## What the task asks
Reproduce the data below line for line, without changes, and omit the pictures from your answer.

[Collection entries]
== == ==

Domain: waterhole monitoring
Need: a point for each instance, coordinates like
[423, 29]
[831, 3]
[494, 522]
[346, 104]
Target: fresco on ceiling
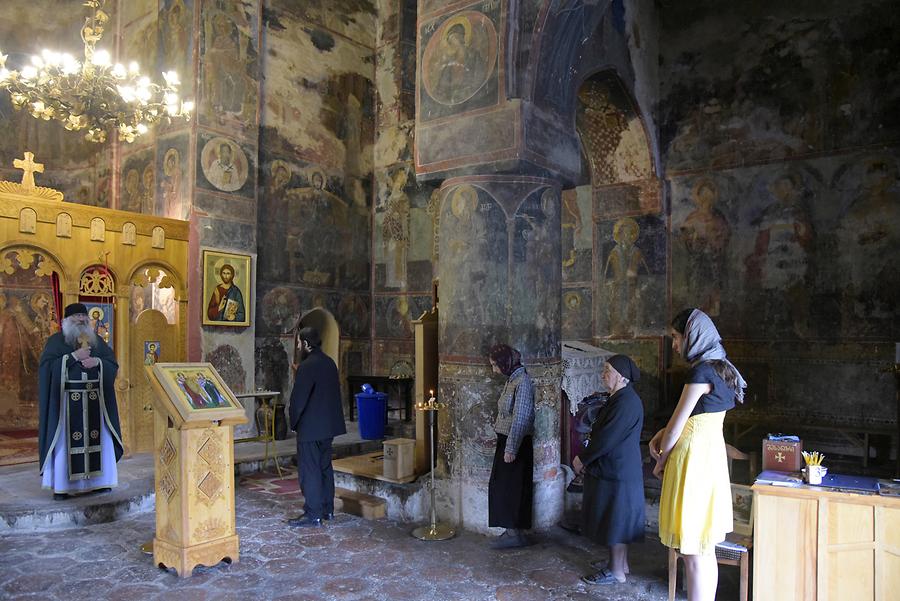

== == ==

## Result for this exercise
Domain: waterhole monitoring
Need: a point for each instance, coordinates like
[423, 29]
[831, 3]
[494, 522]
[346, 104]
Target: fresco on ceiling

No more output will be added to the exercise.